EXTRACT TO READ Block Start

Back Pain After Lifting Weights

by
author image Michelle Wishhart
Michelle Wishhart is a writer based in Portland, Ore. She has been writing professionally since 2005, starting with her position as a staff arts writer for City on a Hill Press, an alternative weekly newspaper in Santa Cruz, Calif. An avid gardener, Wishhart worked as a Wholesale Nursery Grower at Encinal Nursery for two years. Wishhart holds a Bachelor of Arts in fine arts and English literature from the University of California, Santa Cruz.
Back Pain After Lifting Weights
A man is doing deadlifts. Photo Credit SrdjanPav/iStock/Getty Images

After lifting weights, you should feel strong and triumphant, not weak and achy. Unfortunately, back pain and weightlifting often go hand in hand; a strain that occurs in your lumbar spine, or lower back, is commonly referred to as "weightlifter's back." Monitor your symptoms carefully to make sure the pain is not indicative of a condition more serious than a sprain.

Symptoms

Back pain is often the result of strain on the ligaments or muscles. Sensations may range in intensity from a mild twinge to a chronic feeling of pain. You may have painful spasms or feel that your lower back is sensitive when you touch it. Weakness in your spine and numbness may signify a serious problem. If you lose control of your bladder or bowels, it is an emergency and you must seek medical attention immediately.

Causes

Back pain may be caused by poor posture or technique. If your back is rounded, your hips are put at a high angle that stresses the ligaments. When you lift weights, it adds additional stress that can lead to strain. Keeping your shoulders stable and engaged will help keep you from rounding your back. Squeeze your glutes when you're lifting the weights up to engage your pelvis and keep yourself from hyperextending your lower back.

EXTRACT TO READ Block End

ABOUT THIS EXERCISE: Please carry on the article about back pain after lifting weights, picking up right after its last sentence.

DATA FOR ANALYSIS Block Start

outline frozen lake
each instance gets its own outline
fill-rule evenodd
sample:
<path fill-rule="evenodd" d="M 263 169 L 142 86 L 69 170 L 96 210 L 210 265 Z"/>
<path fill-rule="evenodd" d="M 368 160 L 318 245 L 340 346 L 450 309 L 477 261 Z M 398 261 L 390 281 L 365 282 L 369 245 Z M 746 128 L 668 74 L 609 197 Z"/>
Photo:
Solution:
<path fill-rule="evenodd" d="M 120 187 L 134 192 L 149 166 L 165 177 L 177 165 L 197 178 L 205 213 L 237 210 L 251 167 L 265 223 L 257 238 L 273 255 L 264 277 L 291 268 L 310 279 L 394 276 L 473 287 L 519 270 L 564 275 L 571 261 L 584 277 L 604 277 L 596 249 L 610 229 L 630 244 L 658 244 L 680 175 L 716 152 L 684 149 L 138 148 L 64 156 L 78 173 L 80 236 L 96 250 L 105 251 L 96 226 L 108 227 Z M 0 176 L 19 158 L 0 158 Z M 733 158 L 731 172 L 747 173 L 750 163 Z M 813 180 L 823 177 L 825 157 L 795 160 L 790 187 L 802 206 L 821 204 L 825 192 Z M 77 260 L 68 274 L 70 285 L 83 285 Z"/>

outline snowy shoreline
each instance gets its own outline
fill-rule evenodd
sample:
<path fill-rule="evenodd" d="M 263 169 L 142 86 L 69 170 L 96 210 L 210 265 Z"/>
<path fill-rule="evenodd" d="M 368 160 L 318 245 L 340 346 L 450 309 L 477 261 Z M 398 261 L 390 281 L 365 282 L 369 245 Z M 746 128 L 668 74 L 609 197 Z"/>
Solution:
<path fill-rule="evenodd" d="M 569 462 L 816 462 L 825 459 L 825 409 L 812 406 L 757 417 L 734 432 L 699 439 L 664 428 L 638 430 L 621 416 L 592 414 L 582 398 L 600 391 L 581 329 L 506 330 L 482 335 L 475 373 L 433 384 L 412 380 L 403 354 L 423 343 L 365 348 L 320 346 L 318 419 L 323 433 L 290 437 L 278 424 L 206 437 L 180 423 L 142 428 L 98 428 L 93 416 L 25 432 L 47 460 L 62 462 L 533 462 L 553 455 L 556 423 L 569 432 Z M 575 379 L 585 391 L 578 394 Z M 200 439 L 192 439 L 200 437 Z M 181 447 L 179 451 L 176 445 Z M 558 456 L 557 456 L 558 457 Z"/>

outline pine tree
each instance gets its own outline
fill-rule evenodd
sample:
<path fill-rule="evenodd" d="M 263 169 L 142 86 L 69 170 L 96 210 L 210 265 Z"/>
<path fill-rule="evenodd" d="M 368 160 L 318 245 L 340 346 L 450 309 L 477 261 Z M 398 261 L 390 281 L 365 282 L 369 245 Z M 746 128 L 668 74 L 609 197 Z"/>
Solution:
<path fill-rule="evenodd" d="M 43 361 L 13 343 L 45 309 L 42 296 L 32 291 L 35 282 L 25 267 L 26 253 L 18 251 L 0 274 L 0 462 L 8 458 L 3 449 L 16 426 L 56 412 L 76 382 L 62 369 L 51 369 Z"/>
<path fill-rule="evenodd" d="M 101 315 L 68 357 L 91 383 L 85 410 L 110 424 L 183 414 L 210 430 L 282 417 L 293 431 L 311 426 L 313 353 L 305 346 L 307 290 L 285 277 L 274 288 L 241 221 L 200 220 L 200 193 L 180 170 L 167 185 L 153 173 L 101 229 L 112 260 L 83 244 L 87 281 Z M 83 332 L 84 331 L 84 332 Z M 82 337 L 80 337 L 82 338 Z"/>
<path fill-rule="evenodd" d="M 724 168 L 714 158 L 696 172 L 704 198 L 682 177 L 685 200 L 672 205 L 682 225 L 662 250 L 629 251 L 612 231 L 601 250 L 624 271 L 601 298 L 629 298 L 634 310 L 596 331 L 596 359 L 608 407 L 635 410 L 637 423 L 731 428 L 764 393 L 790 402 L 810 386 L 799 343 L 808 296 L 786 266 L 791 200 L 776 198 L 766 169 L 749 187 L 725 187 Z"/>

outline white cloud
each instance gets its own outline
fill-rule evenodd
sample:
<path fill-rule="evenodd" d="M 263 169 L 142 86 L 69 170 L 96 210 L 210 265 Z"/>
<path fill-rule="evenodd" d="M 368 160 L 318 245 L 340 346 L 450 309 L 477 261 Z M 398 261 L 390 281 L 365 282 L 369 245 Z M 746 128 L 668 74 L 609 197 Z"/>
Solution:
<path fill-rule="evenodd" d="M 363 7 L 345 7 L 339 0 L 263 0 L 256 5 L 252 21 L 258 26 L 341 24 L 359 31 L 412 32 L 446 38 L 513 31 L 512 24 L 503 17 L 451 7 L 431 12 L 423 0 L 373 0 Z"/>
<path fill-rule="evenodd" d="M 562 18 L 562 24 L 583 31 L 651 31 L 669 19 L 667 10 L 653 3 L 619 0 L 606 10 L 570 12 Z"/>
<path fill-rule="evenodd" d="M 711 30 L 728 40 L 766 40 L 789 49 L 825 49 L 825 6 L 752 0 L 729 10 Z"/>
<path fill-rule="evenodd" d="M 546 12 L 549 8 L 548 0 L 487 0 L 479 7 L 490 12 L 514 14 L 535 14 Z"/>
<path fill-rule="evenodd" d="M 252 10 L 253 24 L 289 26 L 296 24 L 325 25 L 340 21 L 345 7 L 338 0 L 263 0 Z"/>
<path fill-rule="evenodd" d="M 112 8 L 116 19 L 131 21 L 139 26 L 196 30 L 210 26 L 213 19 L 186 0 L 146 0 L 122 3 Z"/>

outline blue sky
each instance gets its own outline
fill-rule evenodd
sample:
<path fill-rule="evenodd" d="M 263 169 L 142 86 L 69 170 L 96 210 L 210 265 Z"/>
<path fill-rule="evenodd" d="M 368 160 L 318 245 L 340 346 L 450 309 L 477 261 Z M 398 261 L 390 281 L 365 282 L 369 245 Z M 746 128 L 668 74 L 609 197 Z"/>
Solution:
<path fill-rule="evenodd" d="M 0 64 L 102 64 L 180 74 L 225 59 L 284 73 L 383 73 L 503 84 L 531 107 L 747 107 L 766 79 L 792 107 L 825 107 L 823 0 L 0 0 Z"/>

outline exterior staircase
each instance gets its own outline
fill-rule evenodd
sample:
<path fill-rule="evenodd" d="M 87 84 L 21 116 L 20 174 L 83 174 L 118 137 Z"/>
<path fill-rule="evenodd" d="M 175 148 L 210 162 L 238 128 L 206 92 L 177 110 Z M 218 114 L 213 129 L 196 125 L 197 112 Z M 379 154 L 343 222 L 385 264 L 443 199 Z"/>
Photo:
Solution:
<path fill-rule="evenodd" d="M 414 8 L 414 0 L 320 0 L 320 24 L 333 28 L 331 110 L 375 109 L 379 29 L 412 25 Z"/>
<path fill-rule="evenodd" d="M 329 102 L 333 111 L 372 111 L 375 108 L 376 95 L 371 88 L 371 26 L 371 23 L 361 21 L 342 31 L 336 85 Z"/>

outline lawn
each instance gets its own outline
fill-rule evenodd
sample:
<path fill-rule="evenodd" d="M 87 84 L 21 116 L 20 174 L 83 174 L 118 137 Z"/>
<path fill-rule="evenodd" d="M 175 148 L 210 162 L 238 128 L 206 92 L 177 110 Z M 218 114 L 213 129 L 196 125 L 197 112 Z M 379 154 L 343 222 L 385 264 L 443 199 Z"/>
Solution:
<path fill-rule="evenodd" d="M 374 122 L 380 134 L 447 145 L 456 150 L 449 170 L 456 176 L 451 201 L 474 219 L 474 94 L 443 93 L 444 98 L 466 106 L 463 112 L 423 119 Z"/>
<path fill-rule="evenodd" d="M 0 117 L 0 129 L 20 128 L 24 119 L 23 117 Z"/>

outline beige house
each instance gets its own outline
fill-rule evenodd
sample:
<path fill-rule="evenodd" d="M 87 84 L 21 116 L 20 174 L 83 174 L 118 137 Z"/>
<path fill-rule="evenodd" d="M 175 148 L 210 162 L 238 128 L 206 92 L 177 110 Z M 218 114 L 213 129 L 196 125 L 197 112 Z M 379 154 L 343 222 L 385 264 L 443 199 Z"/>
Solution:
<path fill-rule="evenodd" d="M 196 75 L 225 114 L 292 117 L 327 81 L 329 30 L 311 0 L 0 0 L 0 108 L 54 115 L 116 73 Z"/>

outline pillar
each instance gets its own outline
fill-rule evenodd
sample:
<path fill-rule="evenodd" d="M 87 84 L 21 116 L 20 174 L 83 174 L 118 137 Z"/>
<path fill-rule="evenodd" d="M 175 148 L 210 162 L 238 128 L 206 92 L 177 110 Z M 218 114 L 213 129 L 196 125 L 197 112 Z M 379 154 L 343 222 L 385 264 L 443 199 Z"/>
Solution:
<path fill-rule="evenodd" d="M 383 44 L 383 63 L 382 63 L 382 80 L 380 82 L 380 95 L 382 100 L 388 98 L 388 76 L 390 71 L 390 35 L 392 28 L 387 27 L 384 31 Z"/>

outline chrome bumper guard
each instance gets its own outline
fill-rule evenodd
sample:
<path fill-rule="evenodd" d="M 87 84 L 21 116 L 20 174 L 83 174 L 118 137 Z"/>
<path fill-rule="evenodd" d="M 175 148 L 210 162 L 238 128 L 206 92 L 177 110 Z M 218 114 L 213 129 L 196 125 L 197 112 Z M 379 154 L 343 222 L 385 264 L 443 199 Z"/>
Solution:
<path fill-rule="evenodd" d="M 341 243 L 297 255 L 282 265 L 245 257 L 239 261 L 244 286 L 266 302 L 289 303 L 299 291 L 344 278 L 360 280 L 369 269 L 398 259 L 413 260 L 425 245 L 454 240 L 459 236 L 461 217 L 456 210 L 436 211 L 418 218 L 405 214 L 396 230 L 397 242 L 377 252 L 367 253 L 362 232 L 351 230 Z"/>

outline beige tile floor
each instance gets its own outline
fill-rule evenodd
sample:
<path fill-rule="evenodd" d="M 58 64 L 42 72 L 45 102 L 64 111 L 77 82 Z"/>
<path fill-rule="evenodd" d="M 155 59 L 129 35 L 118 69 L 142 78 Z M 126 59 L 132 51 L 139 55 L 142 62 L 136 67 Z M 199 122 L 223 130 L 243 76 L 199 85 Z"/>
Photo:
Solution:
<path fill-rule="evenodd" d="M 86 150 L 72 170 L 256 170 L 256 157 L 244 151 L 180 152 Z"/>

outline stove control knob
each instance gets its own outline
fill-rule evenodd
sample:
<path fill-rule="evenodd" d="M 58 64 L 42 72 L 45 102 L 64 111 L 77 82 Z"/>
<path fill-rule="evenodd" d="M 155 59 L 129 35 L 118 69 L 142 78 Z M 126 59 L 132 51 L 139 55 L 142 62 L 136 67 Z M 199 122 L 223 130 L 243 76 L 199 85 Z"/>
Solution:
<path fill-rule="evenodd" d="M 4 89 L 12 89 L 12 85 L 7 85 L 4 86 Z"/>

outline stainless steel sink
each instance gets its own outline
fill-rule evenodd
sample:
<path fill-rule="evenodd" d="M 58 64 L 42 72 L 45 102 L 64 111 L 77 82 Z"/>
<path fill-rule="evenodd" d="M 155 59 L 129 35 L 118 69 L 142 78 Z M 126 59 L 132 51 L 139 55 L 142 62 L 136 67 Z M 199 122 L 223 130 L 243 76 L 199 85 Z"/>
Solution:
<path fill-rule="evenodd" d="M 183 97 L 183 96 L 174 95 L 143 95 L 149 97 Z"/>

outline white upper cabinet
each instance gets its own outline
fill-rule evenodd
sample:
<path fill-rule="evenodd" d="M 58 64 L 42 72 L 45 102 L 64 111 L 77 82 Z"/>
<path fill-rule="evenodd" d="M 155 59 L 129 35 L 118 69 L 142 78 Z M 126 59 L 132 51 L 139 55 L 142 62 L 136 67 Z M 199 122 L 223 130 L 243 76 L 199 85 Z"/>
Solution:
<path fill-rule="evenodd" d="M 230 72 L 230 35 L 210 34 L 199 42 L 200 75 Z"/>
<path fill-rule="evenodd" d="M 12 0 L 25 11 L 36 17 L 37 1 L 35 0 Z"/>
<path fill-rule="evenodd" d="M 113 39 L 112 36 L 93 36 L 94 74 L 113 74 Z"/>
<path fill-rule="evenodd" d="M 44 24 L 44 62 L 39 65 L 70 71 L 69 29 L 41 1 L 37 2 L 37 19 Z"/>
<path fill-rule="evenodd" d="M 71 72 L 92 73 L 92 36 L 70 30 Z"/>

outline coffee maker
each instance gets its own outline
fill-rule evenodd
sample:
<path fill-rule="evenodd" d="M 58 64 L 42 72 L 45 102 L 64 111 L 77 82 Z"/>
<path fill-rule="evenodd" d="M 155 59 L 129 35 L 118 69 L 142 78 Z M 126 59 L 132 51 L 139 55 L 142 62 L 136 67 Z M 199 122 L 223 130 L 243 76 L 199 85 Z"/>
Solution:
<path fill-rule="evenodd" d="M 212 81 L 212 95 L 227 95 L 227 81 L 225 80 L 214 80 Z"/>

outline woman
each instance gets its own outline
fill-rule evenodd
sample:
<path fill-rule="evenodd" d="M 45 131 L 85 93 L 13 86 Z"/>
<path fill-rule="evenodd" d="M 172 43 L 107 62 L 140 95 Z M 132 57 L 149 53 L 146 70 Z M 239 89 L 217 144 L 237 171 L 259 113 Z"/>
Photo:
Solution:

DATA FOR ANALYSIS Block End

RESPONSE TO THIS EXERCISE:
Treatment

You should seek medical attention if your pain continues for more than a few days. Generally, your back pain will go away if you rest and avoid activities that put stress on your back. Sleeping on your side will create less stress than sleeping on your back or stomach. An ice compress and over-the-counter medication may be soothing. Core Physicians recommends doing some light exercise such as walking to stimulate the strained area, but only if you have enough mobility.

Prevention

To help prevent a back injury, Spine-Health recommends using lighter weights and doing more repetitions. It may be helpful to use an exercise machine instead of lifting free weights, as this will provide you with more support. You may wish to avoid certain weightlifting moves that come with a high risk to the back such as squats, deadlifts, clean-and-jerks and snatches. This is especially true for individuals over 50. If you sit for a long period of time at work, take brief breaks and walk around to lessen pressure on your spine.